■ **Exercise**: Render the listing below as a Markdown table with the columns Row and Line, numbering each line in order and omitting any blank lines.

■ **Entries provided**:

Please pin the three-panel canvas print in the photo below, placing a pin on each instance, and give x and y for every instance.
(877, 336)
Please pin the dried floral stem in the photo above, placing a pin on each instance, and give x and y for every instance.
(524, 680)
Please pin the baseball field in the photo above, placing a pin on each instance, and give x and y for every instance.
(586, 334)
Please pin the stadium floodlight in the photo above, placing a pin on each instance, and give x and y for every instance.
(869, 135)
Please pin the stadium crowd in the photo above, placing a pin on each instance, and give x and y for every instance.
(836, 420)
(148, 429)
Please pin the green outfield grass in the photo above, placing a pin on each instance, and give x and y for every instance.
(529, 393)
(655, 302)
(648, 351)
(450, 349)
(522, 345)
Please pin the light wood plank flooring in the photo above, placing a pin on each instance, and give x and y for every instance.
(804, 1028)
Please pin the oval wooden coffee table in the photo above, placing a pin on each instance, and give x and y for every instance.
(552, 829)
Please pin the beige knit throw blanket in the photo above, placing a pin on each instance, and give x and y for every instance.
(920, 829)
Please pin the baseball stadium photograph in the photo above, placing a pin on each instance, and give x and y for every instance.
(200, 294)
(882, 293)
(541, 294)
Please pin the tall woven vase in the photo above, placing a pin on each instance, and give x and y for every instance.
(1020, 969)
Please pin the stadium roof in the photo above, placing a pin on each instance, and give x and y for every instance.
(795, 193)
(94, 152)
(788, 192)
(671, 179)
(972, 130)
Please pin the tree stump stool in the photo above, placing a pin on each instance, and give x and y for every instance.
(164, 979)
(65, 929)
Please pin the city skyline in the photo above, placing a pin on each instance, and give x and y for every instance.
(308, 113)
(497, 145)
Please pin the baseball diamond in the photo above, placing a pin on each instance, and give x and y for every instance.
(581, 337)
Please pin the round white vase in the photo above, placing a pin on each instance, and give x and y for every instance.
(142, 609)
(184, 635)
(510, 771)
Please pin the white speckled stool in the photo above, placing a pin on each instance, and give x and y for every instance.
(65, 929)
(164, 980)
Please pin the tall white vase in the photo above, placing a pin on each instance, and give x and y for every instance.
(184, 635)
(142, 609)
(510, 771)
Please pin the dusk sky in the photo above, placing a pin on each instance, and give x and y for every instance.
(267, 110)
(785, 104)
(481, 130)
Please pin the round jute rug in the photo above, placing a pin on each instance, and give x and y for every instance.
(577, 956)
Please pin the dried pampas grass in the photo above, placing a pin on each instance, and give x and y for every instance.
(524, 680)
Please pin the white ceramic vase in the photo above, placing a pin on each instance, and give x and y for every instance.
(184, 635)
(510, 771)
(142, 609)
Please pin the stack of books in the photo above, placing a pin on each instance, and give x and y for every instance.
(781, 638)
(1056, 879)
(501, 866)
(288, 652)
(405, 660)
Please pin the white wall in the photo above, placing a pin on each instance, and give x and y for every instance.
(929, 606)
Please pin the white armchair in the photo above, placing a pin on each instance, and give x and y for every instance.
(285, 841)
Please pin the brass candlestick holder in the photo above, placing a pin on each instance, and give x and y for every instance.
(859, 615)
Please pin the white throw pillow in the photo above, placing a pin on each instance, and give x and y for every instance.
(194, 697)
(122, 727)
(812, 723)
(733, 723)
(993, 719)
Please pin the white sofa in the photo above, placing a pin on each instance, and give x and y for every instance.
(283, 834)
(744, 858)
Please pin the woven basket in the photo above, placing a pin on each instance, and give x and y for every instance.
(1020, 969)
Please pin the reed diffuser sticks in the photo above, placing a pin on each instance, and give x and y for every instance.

■ **Exercise result**:
| Row | Line |
|---|---|
| 1 | Please pin the three-panel canvas print in the photo below, placing a pin on each instance, and give x and y for every instance. |
| 2 | (877, 336) |
| 3 | Please pin the dried floral stem in the photo above, placing a pin on each instance, and give x and y for every instance. |
| 4 | (524, 680) |
| 5 | Please pin the baseball field in the photo above, placing a pin on each instance, and give x and y for every instance. |
| 6 | (586, 334) |
| 7 | Please pin the stadium floodlight in the photo above, placing a pin on each instance, and give x and y for every instance. |
| 8 | (869, 135) |
| 9 | Please pin the stadium crowd in the photo above, placing a pin on each instance, and give x and y for every instance. |
| 10 | (836, 420) |
| 11 | (148, 429) |
| 12 | Please pin the green outfield grass in the photo above, placing a pin on each instance, and give x and y for every instance. |
| 13 | (529, 393) |
| 14 | (655, 302) |
| 15 | (648, 351) |
| 16 | (450, 349) |
| 17 | (522, 345) |
| 18 | Please pin the light wood plank flooring in the photo above, placing a pin on each instance, and give x and y for every instance. |
| 19 | (804, 1028) |
| 20 | Please pin the oval wooden coffee table in the photo above, placing a pin on each instance, and give x and y for every instance. |
| 21 | (552, 829) |
| 22 | Please pin the beige knit throw blanket in the photo above, placing a pin on each instance, and give x and y for every instance. |
| 23 | (920, 829) |
| 24 | Please pin the baseball stadium photograph in the photo above, placing a pin on each instance, and give x and y for every instance. |
| 25 | (200, 294) |
| 26 | (882, 293) |
| 27 | (541, 294) |
| 28 | Please pin the tall woven vase in the photo above, placing a pin on each instance, and give x and y for every instance. |
| 29 | (1020, 969) |
| 30 | Please pin the stadium roof in the photo above, placing a pin on each instance, and give x and y for every instance. |
| 31 | (795, 193) |
| 32 | (94, 152) |
| 33 | (788, 192) |
| 34 | (671, 179) |
| 35 | (972, 130) |
| 36 | Please pin the tree stump stool in the photo above, placing a pin on each instance, and give x and y for every instance. |
| 37 | (164, 979) |
| 38 | (65, 929) |
| 39 | Please pin the city skyline in the photo above, placing a pin on each instance, and give x and y for every instance. |
| 40 | (308, 113) |
| 41 | (497, 145) |
| 42 | Please pin the baseball diamond in the photo above, placing a pin on each instance, and give x and y for every instance. |
| 43 | (581, 337) |
| 44 | Please pin the round white vase in the photo above, placing a pin on each instance, and give x and y for every instance. |
| 45 | (142, 609) |
| 46 | (184, 635) |
| 47 | (510, 771) |
| 48 | Please pin the white speckled stool in the photo above, placing a pin on each instance, and give x and y for every instance. |
| 49 | (65, 929) |
| 50 | (164, 980) |
| 51 | Please pin the tall white vase in the photo above, placing a pin on each instance, and give x and y for every instance. |
| 52 | (184, 635) |
| 53 | (142, 609) |
| 54 | (510, 771) |
| 55 | Please pin the dusk sky in the photo above, placing a pin on each instance, and give x and y for every instance. |
| 56 | (267, 110) |
| 57 | (785, 104) |
| 58 | (481, 130) |
| 59 | Please pin the round jute rug in the photo above, placing a pin on each instance, and give x and y for every instance. |
| 60 | (577, 956) |
| 61 | Please pin the dried pampas grass in the photo above, placing a pin on each instance, and give x and y for every instance. |
| 62 | (524, 680) |
| 63 | Please pin the white ceramic vase in the photo above, placing a pin on each instance, and give x and y for every instance. |
| 64 | (184, 635) |
| 65 | (510, 771) |
| 66 | (142, 609) |
| 67 | Please pin the stack of books in the photo above, placing a pin on each instance, and give x and y for every instance. |
| 68 | (781, 638) |
| 69 | (1056, 879) |
| 70 | (501, 866) |
| 71 | (288, 652) |
| 72 | (405, 660) |
| 73 | Please pin the white wall in the photo above, placing a pin on each instance, and give x and y for every instance. |
| 74 | (929, 606) |
| 75 | Please pin the white armchair in the photo above, placing a pin on each instance, and give x and y for every instance. |
| 76 | (285, 841) |
| 77 | Please pin the brass candlestick holder in the photo above, placing a pin on each instance, and give x and y for every instance. |
| 78 | (859, 615) |
| 79 | Please pin the white throw pillow in the photo above, placing a pin on each instance, and give x and y for every instance. |
| 80 | (194, 697) |
| 81 | (122, 727) |
| 82 | (812, 723) |
| 83 | (733, 723) |
| 84 | (993, 719) |
| 85 | Please pin the white sofa in the photo above, placing a pin on each instance, and give x and y for every instance. |
| 86 | (283, 834) |
| 87 | (744, 858) |
| 88 | Please pin the woven basket in the photo above, placing a pin on each instance, and give x and y for every instance. |
| 89 | (1020, 969) |
| 90 | Please pin the reed diffuser sticks in the photo above, placing a pin on each instance, and give x and y for every instance. |